◆ **WORK INSTRUCTIONS**
Each record that follows is to be reproduced character for character, pictures excepted.

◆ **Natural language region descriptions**

• • • • •

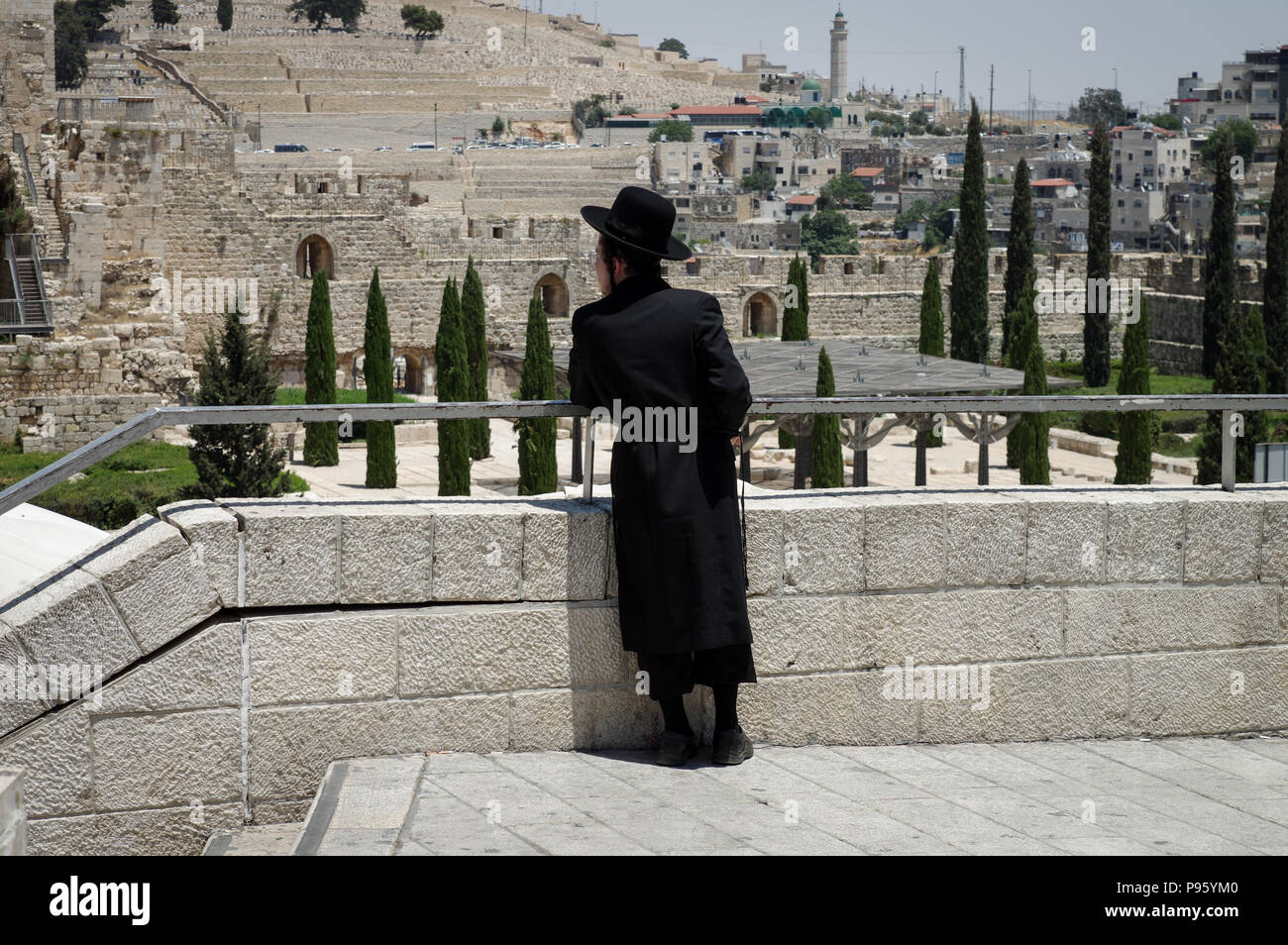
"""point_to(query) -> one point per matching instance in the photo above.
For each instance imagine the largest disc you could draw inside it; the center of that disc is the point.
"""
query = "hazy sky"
(902, 44)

• • • • •

◆ **OUTPUT OF THE EXERCISE**
"""point_to(query) -> one point per matching instance in the photo above.
For each instance imagine the largest disc you could draw inside it; the center of that disc is the point.
"""
query = "hazy sky"
(902, 44)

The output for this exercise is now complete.